**Problem**
When you reach the line in the listing below that contains "[locate] windshield (one point each)", begin returning lines exactly as written, and stop after the line that contains "[locate] orange excavator (one point each)". Return no other lines.

**Data to examine**
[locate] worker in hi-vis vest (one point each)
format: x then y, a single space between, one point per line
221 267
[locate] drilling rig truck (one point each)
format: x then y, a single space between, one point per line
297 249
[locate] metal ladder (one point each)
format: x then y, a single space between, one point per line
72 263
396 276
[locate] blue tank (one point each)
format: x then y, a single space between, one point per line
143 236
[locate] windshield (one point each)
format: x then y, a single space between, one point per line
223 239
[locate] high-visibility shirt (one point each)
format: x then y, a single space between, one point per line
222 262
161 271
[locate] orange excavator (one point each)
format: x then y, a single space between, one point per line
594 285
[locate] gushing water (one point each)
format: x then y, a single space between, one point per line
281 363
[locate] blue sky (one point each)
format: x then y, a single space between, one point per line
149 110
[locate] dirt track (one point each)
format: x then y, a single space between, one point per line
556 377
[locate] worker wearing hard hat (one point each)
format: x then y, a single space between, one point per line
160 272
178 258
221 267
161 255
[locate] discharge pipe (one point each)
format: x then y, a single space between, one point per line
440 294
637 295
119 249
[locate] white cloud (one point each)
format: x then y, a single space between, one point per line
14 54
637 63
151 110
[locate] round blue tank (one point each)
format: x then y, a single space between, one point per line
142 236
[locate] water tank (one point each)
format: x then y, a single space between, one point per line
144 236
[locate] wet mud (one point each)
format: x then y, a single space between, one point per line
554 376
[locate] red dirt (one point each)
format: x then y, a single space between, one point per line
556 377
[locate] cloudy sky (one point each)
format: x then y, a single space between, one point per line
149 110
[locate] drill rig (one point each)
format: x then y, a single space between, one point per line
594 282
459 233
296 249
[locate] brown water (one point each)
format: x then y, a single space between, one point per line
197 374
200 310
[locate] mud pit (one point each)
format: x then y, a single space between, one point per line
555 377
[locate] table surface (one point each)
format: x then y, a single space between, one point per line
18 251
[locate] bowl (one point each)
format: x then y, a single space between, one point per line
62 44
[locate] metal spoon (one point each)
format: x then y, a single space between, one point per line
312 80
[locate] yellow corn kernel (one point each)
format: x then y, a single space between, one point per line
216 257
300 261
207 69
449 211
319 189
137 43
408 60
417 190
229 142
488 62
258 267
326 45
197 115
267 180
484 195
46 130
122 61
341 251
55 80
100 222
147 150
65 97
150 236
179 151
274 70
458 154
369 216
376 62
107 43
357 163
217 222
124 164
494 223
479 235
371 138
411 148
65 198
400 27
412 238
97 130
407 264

**Your response**
[locate] windshield (one point each)
format: x then y, a single space between, one point per line
223 239
[locate] high-visibility shirt (one point each)
format: x then y, a single space between, one point per line
222 262
161 271
[locate] orange excavator (one point each)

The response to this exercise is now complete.